## start Recorded information

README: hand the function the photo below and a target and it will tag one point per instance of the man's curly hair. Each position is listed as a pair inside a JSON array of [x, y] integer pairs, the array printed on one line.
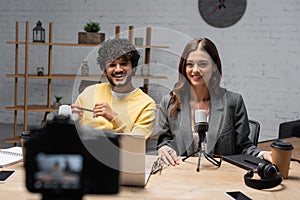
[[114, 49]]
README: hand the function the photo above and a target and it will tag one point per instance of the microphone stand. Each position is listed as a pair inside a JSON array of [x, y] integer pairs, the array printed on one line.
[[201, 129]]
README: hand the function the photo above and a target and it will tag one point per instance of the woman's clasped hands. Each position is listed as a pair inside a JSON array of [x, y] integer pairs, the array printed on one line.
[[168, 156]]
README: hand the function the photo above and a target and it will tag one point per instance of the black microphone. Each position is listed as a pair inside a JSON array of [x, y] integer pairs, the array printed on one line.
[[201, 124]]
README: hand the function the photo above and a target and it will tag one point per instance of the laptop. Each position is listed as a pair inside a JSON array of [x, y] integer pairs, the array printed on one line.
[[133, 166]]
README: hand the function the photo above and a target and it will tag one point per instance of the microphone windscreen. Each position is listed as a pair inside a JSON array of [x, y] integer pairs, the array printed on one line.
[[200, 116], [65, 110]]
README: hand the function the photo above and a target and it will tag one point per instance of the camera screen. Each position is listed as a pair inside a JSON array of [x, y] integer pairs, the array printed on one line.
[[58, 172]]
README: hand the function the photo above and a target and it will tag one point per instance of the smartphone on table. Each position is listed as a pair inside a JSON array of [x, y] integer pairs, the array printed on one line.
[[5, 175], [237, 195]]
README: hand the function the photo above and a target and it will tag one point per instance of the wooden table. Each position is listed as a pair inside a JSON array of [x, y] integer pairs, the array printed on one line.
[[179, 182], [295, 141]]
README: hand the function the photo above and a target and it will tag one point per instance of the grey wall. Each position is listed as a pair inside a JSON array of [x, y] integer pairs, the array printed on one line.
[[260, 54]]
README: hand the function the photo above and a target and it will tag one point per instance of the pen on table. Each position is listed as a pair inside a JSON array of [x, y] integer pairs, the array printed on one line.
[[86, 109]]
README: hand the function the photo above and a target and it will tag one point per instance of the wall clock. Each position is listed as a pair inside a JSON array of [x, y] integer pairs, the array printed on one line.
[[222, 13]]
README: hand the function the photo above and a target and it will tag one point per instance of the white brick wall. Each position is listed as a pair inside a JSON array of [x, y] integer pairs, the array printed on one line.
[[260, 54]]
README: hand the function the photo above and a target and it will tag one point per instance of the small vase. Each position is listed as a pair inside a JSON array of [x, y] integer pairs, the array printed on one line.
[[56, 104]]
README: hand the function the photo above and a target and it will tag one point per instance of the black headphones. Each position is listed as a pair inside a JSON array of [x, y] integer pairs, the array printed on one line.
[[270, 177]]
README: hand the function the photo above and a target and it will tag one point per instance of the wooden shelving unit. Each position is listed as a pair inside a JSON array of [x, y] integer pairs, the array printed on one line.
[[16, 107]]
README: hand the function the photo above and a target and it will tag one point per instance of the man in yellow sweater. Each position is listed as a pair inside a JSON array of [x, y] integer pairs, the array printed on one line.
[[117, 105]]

## end Recorded information
## start Recorded information

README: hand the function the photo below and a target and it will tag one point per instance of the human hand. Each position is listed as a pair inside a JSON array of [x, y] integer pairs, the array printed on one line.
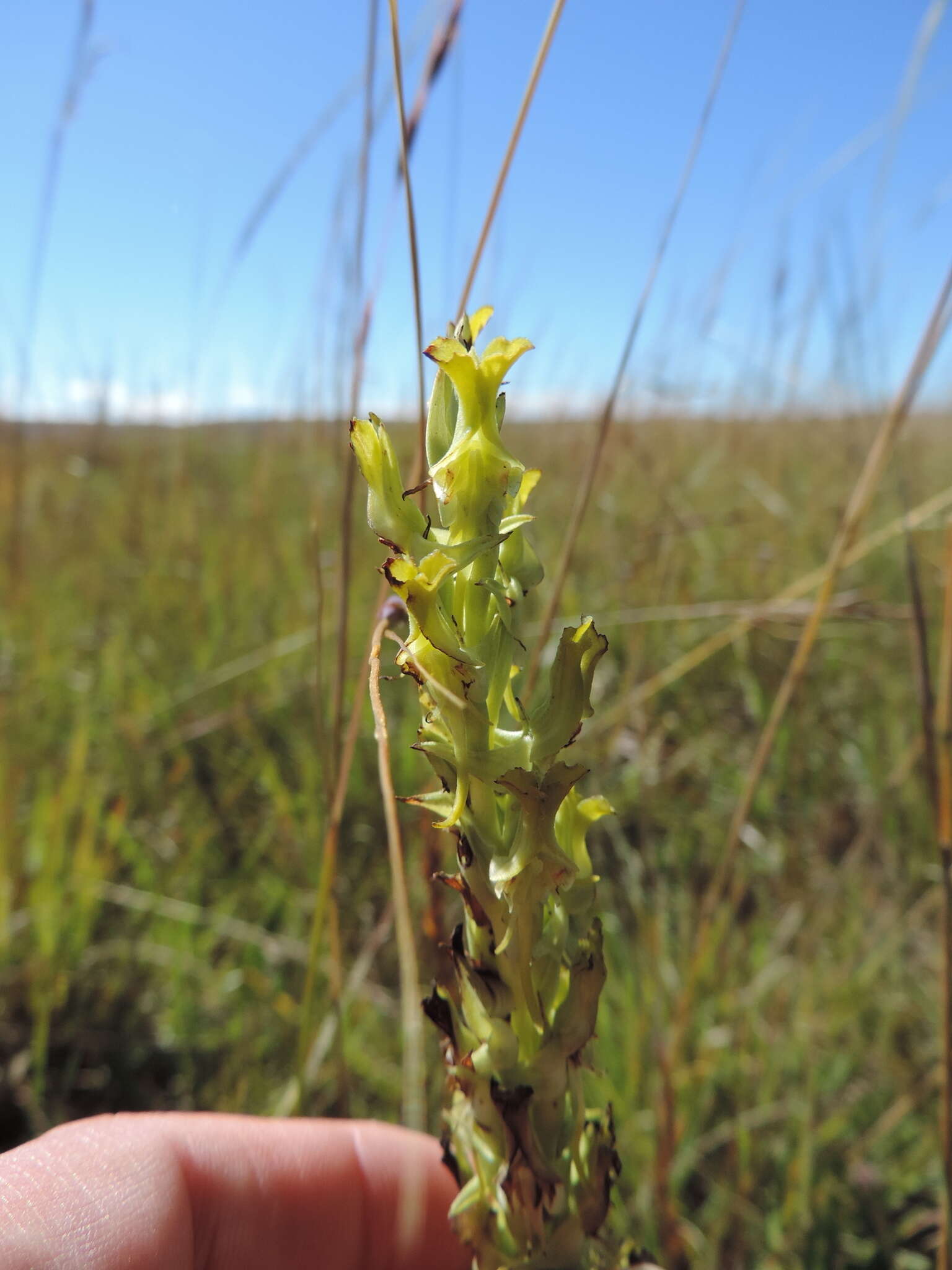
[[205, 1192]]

## end Recorded information
## start Recorded information

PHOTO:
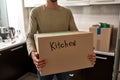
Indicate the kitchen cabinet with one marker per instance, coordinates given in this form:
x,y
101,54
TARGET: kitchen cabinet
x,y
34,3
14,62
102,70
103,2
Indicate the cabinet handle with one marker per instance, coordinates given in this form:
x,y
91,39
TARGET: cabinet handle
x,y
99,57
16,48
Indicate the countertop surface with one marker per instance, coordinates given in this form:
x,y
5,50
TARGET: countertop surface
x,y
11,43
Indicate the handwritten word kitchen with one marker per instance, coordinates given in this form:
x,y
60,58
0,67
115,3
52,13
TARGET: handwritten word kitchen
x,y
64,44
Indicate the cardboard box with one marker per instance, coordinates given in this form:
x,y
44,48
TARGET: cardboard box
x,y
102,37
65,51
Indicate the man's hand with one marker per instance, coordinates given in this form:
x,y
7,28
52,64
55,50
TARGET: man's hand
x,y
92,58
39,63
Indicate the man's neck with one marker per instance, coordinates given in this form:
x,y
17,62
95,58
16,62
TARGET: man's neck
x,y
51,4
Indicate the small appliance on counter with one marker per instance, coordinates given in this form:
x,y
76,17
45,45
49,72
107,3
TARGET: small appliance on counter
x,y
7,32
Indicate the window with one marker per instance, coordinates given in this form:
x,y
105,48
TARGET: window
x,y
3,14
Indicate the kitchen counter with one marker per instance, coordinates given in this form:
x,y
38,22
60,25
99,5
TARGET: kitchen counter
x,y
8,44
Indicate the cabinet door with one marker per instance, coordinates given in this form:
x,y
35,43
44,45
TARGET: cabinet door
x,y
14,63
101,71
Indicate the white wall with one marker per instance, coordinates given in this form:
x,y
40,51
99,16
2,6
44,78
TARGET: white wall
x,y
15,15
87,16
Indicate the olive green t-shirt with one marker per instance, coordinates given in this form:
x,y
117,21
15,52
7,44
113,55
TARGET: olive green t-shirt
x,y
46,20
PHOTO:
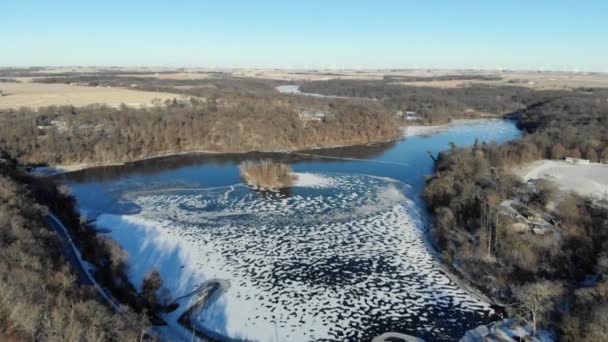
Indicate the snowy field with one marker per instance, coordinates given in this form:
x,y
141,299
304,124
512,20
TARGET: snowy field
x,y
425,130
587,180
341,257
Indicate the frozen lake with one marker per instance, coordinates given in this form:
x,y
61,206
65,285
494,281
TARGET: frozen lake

## end Recorded information

**What to do:** Reproduce the material in the stretch from the line containing "of the white" through the line containing "[[16, 107]]", requests included. Multiply every point coordinate in the answers by 0.65 and round each to a whole number, halves up, leaving all other text unchanged and giving only those lines.

**Full answer:**
README: hand the function the photo above and a target and it will tag one point per instance of the white brick wall. Each position is listed as a pair inside a JSON array of [x, y] integer pairs, the array printed on one line.
[[169, 35]]
README: hand the function the photo above and a target and it will tag one point per instance of the small vase. Each position is listed as a pair inside a JSON array of [x, y] integer pairs, the array printed on one line.
[[36, 68]]
README: hand the function the photo above and a target and it will tag one point per instance of the black headphones. Each position is listed as a pair inside a JSON array of [x, y] integer pairs, the array printed on one line.
[[176, 115]]
README: hand the function the photo above and a target and it will tag one point per instance of the wooden shelving unit. Each position is listed as a pair inside a JSON array of [x, y] integer pairs, the array printed on one line.
[[10, 70]]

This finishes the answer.